### TASK GOAL
Please extract every line of the records that contains the word "person", keeping case in mind.

(Entries for labeling bounding boxes)
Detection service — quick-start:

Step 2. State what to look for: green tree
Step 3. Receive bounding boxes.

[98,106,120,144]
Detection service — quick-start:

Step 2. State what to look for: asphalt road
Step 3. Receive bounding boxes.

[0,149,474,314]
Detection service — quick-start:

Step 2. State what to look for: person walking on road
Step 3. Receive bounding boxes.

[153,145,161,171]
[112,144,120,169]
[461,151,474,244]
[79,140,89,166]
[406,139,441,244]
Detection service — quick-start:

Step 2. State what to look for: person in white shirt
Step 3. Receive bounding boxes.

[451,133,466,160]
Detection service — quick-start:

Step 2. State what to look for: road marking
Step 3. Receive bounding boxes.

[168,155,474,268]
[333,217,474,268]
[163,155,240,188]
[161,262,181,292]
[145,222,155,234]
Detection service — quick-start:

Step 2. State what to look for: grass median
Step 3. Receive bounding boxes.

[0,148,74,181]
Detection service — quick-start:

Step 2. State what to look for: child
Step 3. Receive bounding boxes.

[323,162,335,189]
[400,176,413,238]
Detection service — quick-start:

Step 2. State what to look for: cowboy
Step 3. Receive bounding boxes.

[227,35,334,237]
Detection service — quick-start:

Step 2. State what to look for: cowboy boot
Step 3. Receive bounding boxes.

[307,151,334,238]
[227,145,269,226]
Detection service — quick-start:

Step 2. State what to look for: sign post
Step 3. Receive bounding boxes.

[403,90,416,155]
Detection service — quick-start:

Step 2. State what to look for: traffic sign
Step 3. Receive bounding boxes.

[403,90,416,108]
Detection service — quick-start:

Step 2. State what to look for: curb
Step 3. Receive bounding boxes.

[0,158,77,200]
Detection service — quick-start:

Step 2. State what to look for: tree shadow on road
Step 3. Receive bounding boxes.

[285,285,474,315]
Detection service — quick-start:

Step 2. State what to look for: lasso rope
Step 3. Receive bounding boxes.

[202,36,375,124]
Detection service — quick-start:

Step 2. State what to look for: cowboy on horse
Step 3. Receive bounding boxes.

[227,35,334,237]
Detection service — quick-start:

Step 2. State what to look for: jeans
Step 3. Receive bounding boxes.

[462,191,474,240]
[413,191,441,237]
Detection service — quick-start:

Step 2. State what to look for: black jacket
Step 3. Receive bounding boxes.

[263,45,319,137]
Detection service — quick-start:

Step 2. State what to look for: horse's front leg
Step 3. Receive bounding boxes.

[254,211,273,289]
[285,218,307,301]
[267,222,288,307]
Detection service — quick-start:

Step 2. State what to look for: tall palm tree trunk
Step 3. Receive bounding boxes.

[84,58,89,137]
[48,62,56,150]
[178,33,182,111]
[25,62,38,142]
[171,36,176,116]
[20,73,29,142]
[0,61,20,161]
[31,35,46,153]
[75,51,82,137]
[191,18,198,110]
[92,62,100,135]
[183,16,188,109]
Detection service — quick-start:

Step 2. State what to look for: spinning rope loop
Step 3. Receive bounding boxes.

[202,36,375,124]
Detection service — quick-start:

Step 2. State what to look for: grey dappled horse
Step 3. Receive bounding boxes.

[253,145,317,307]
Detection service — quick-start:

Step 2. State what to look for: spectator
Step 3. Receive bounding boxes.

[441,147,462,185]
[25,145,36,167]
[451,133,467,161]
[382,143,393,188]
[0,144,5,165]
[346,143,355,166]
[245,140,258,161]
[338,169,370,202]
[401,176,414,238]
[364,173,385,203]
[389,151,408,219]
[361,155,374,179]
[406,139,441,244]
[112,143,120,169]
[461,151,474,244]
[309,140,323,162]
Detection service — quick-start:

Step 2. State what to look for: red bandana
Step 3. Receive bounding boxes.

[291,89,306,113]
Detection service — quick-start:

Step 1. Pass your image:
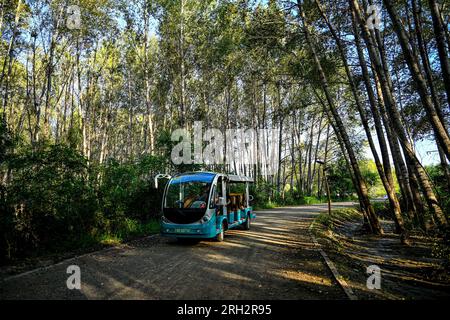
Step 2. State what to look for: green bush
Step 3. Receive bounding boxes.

[0,144,164,262]
[2,145,98,257]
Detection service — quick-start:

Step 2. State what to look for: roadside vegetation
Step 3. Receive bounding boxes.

[312,208,450,299]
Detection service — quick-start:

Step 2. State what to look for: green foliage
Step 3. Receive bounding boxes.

[0,144,164,261]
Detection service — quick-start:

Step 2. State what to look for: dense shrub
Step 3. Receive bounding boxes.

[2,145,98,257]
[0,144,164,262]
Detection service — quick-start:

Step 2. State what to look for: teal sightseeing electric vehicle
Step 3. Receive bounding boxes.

[155,172,256,241]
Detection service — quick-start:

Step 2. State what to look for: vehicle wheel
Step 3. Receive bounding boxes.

[216,224,225,242]
[244,215,250,230]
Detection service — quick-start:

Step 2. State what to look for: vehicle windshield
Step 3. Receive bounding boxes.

[164,174,214,209]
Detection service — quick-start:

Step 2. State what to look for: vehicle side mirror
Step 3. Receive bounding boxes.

[217,197,227,206]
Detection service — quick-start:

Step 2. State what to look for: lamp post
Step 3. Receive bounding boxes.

[316,160,331,216]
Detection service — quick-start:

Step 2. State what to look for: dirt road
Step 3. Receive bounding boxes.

[0,203,350,299]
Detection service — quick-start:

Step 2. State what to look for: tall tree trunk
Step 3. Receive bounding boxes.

[383,0,450,159]
[297,0,383,234]
[349,0,447,226]
[428,0,450,109]
[315,0,406,238]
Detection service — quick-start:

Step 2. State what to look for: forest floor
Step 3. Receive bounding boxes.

[314,210,450,299]
[0,203,352,300]
[0,203,450,300]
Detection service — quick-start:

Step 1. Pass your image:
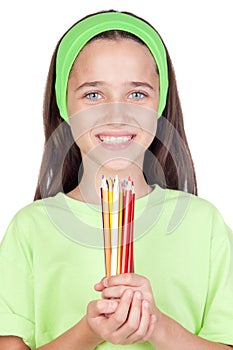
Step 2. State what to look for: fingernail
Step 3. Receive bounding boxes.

[109,300,118,310]
[127,289,133,297]
[103,278,108,287]
[150,315,157,324]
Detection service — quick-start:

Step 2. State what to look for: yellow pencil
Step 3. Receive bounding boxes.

[117,183,123,275]
[101,177,111,277]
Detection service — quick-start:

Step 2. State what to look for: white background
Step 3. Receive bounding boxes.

[0,0,233,239]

### RESULT
Step 2. State what to look for: person walking on road
Step 2. State what to look for: person in white shirt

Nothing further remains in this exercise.